--- Begin ---

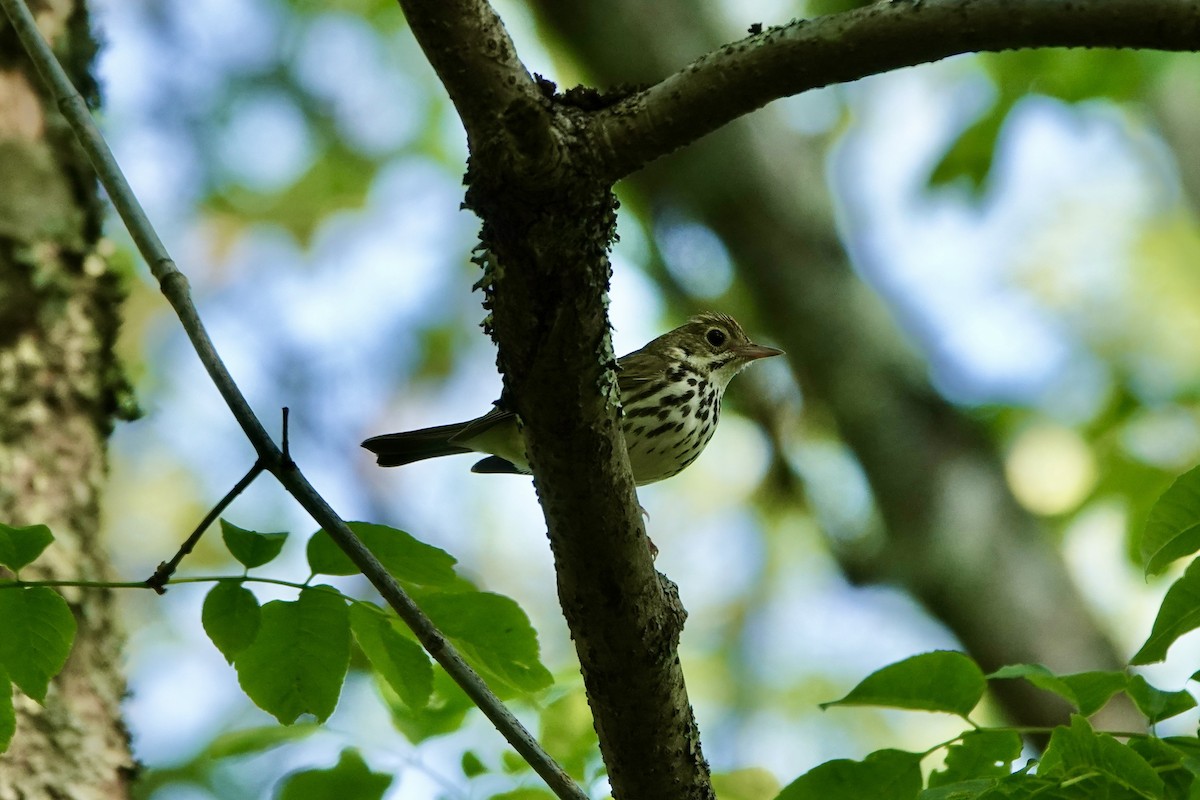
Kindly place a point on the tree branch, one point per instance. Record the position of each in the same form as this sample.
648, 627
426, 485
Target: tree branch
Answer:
474, 58
961, 560
805, 54
174, 286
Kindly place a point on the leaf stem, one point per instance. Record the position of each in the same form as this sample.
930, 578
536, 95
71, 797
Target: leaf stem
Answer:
162, 575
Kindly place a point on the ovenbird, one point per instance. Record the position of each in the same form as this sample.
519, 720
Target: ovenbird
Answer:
671, 398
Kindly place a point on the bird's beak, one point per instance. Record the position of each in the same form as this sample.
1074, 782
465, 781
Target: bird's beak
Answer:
755, 352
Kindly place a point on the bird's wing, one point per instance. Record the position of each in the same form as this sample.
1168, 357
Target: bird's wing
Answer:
484, 423
637, 368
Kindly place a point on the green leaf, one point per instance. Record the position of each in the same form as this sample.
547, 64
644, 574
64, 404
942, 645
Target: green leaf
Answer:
1156, 703
1095, 761
942, 680
299, 659
749, 783
493, 632
36, 631
250, 547
21, 546
231, 617
979, 753
1179, 614
250, 741
883, 775
349, 780
396, 659
570, 737
443, 714
1087, 691
7, 713
471, 764
1168, 762
1173, 529
994, 788
402, 555
971, 155
525, 793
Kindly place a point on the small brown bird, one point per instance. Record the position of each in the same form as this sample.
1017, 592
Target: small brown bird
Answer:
670, 392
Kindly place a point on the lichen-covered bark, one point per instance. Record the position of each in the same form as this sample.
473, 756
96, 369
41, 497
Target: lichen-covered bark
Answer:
955, 537
59, 392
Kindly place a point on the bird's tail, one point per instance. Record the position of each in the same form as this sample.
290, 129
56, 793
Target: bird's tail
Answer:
399, 449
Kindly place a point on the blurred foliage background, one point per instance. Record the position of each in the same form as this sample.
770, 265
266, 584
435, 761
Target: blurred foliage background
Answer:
1024, 228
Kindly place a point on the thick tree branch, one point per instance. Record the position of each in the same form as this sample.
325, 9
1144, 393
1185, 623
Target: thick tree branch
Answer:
984, 567
804, 54
174, 286
474, 58
547, 223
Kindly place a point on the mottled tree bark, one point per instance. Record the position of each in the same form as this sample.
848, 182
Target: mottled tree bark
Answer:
957, 540
59, 394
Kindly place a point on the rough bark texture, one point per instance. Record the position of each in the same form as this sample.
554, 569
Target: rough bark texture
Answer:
547, 223
955, 537
547, 271
59, 391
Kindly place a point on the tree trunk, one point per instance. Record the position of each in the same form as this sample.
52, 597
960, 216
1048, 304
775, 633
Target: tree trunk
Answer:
957, 540
60, 388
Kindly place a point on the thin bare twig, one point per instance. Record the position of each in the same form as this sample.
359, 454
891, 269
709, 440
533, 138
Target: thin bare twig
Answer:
175, 288
162, 575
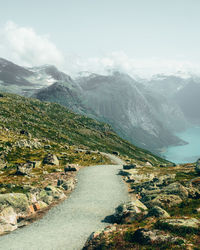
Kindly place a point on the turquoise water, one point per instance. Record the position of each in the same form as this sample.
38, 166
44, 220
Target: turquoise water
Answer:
186, 153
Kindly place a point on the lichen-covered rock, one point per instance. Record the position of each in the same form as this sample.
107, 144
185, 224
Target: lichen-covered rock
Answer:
129, 166
8, 216
66, 184
158, 212
153, 237
164, 200
18, 201
177, 189
70, 168
55, 192
128, 210
32, 144
24, 168
51, 159
6, 228
197, 167
184, 224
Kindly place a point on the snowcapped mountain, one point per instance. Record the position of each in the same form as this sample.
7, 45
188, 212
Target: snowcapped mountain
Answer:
139, 112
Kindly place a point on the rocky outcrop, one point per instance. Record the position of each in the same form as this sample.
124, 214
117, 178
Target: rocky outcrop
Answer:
66, 184
153, 237
51, 159
184, 225
25, 143
158, 212
197, 167
24, 168
128, 211
164, 200
71, 167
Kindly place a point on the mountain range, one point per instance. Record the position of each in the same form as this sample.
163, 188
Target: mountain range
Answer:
147, 113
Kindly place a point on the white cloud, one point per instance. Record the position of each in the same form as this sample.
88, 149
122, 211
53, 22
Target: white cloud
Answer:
135, 67
24, 46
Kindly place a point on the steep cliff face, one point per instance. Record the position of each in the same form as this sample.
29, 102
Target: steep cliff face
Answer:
137, 112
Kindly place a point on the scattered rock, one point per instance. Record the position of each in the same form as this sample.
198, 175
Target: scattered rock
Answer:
24, 168
71, 167
153, 237
17, 201
186, 225
32, 144
197, 167
124, 173
115, 153
51, 159
128, 211
177, 189
158, 212
66, 184
129, 166
8, 216
164, 200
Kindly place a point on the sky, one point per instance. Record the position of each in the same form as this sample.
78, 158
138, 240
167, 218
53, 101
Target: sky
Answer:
137, 36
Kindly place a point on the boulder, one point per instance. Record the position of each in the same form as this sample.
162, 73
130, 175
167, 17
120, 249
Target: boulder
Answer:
158, 212
66, 184
124, 173
51, 159
8, 216
197, 167
55, 192
32, 144
153, 237
18, 201
177, 189
186, 225
6, 228
24, 168
129, 166
127, 211
69, 168
164, 200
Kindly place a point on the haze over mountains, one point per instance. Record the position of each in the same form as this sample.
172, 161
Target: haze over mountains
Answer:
146, 113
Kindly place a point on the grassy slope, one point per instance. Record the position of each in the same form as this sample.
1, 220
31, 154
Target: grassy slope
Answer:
58, 125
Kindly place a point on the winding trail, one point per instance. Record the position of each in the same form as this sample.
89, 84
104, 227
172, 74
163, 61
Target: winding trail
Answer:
68, 225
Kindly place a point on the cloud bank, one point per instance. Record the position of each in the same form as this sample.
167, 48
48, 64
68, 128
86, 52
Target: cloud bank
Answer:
23, 46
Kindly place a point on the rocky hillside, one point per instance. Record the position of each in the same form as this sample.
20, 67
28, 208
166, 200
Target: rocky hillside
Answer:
137, 114
42, 145
164, 211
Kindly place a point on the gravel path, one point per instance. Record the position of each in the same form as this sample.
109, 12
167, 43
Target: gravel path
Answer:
68, 225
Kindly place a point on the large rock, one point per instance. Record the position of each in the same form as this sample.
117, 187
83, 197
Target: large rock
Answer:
129, 166
51, 159
70, 168
24, 168
153, 236
158, 212
55, 192
6, 228
8, 216
164, 200
197, 167
66, 184
18, 201
127, 211
186, 225
177, 189
32, 144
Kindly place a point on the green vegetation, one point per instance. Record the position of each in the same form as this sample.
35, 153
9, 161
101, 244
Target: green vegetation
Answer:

--- End ---

- [SHORT EXERCISE]
All of the entries above should be copied exactly, except for the pictures.

- [ANSWER TO THIS PROBLEM]
Kindly place a point on the tree branch, one point per instance. Record the position of each in the same form as this sample.
648, 627
426, 485
Target: tree branch
Answer:
474, 58
961, 560
805, 54
174, 286
Kindly place a point on the leaf stem, one point per instance. Record the position of each in the same form as this sample.
930, 578
536, 95
71, 797
Target: leaf stem
Answer:
162, 575
Kindly place a point on the ovenbird, one point per instance. Record the position of each in the same form as this sample.
519, 720
Target: ovenbird
Answer:
671, 398
Kindly place a point on the bird's beak, one point per instance. Record the position of each in the same form as this sample.
1074, 782
465, 781
Target: bird's beak
Answer:
755, 352
Kindly place a point on the bird's wing, one point per instance. Record the position of each in the same form as this sample.
1168, 357
Target: bird's wing
Answer:
484, 423
637, 368
Kindly place a point on the green leaf, one point per instance. Record the position of each in the same form as this sample.
547, 64
644, 574
64, 404
942, 645
Target: green leaf
Answer:
1156, 703
1095, 761
942, 680
299, 659
749, 783
493, 632
36, 631
250, 547
21, 546
231, 617
979, 753
1179, 614
250, 741
883, 775
349, 780
396, 659
570, 737
443, 714
1087, 691
7, 713
471, 764
1168, 762
1173, 529
994, 788
402, 555
971, 155
525, 793
Kindly place a point on the small brown bird, one point per instance. Record the position of each in the same form as this sample.
1017, 592
Target: small brown bird
Answer:
670, 392
Kindly place a point on the lichen-covered bark, one point per instance. Record the position of each in the same form as this sample.
473, 756
96, 369
41, 497
Target: lichen-covered bark
Answer:
955, 537
59, 392
Kindly place a point on the bird's tail, one point per instance. Record the position of each in the same form as this sample.
290, 129
56, 793
Target: bird's tail
Answer:
399, 449
Kindly place a point on the blurred foliage background, one point per instance. Record the position of each in the same form as this sample.
770, 265
266, 584
435, 761
Target: blurred foliage background
Answer:
1024, 228
Kindly place a point on the thick tree branch, one point per instance. Record the position of each in the same form as this sample.
325, 9
1144, 393
1185, 623
Target: thick tree branch
Answer:
984, 567
804, 54
174, 286
474, 58
547, 223
Kindly place a point on the mottled tree bark, one point per instance. Record the position of each in the same form as this sample.
848, 182
Target: mottled tree bark
Answer:
957, 540
59, 394
Kindly place a point on the rough bark texture, one point per instance. Record the position of each in the same form as this sample.
554, 569
Target: rough bark texture
Answer:
547, 223
955, 537
547, 271
59, 391
Kindly place a point on the tree trunk, one point per instance. Record the position of each in the same form as this sample.
52, 597
960, 216
1048, 304
775, 633
Target: tree trunk
Answer:
957, 540
60, 388
Kindly place a point on the thin bare twig, one point per instance. Record the position of each in the same form as this sample.
359, 454
891, 269
709, 440
533, 138
Target: thin bare twig
Answer:
175, 288
162, 575
Kindly place a point on the turquoise water, one point per instance. Record the position of each in the same form as this sample.
38, 166
44, 220
Target: turquoise water
Answer:
186, 153
Kindly place a point on the lichen-covered rock, one point per instance. Record the position of each in the same form as this sample.
107, 144
185, 224
Target: lichen-covered rock
Answer:
129, 166
8, 216
66, 184
158, 212
153, 237
164, 200
18, 201
177, 189
70, 168
55, 192
128, 210
32, 144
24, 168
51, 159
6, 228
197, 167
184, 224
Kindly place a point on the snowcapped mountain, one point per instance. Record the position of each in the same form as this sample.
7, 45
188, 212
Target: snowcapped mountain
Answer:
139, 112
Kindly place a point on the rocky outcrop, one point per instance. Record the position of each in the same form as this sample.
124, 214
117, 178
Target: rocky outcrop
Answer:
66, 184
153, 237
51, 159
184, 225
25, 143
158, 212
197, 167
24, 168
128, 211
164, 200
71, 167
Kindly place a point on the mountain range, one point per instance. Record the position of each in the same form as this sample.
163, 188
Target: mountain range
Answer:
147, 113
Kindly place a point on the white cloud, one point per instance. Record the position of each in the same form as this sample.
88, 149
122, 211
53, 22
Target: white cloud
Answer:
135, 67
24, 46
Kindly place a point on the steep cliff face, one point per instance. Record the position of each in the same form as this sample.
29, 102
Target: steep cliff face
Answer:
137, 112
Kindly place a point on the scattered rock, one point per instance. Record the position of each in the same form as this sample.
198, 175
Target: scattered rock
Answer:
24, 168
71, 167
153, 237
17, 201
186, 225
32, 144
197, 167
124, 173
115, 153
51, 159
128, 211
177, 189
158, 212
66, 184
129, 166
8, 216
164, 200
Kindly place a point on the sky, one point per instance. Record the position of each in the same form as this sample.
78, 158
138, 240
167, 218
53, 101
Target: sky
Answer:
137, 36
Kindly place a point on the boulder, one point per instance. Record the position of each in the same form as this sample.
162, 73
130, 175
167, 17
120, 249
Target: boulder
Answer:
158, 212
66, 184
124, 173
51, 159
8, 216
197, 167
55, 192
32, 144
153, 237
18, 201
177, 189
186, 225
6, 228
24, 168
129, 166
127, 211
69, 168
164, 200
Kindly place a point on the haze over mountains, one point per instance. Record the position of each in the same form as this sample.
172, 161
Target: haze over mountains
Answer:
146, 113
Kindly place a point on the grassy slope, one point per instance. Record the position of each in the same form as this sample.
1, 220
31, 154
Target: grassy slope
Answer:
58, 125
Kindly place a point on the winding trail, one point per instance. Record the position of each in the same form as this sample.
89, 84
104, 227
172, 74
163, 61
Target: winding trail
Answer:
68, 225
Kindly place a point on the cloud bank, one point per instance. Record the position of each in the same form as this sample.
167, 48
48, 64
68, 128
86, 52
Target: cloud bank
Answer:
23, 46
Kindly place a point on the rocky hillside, one point per instance. Record the position of each in the same form as this sample.
20, 67
28, 208
166, 200
Target: rocky hillside
Answer:
137, 114
42, 145
164, 211
Kindly place a point on the gravel path, one point per instance. Record the position of each in the same form as this sample.
109, 12
167, 43
Target: gravel path
Answer:
68, 225
Kindly place a point on the large rock, one point per instance. Record the position of each in the same form as this sample.
117, 187
83, 197
Target: large rock
Answer:
129, 166
51, 159
70, 168
24, 168
153, 236
158, 212
55, 192
6, 228
8, 216
164, 200
197, 167
66, 184
18, 201
127, 211
186, 225
177, 189
32, 144
Kindly place a point on the green vegetation, one point per instance. Record the position of each in the same form as this sample.
35, 153
9, 161
101, 244
Target: green vegetation
Answer:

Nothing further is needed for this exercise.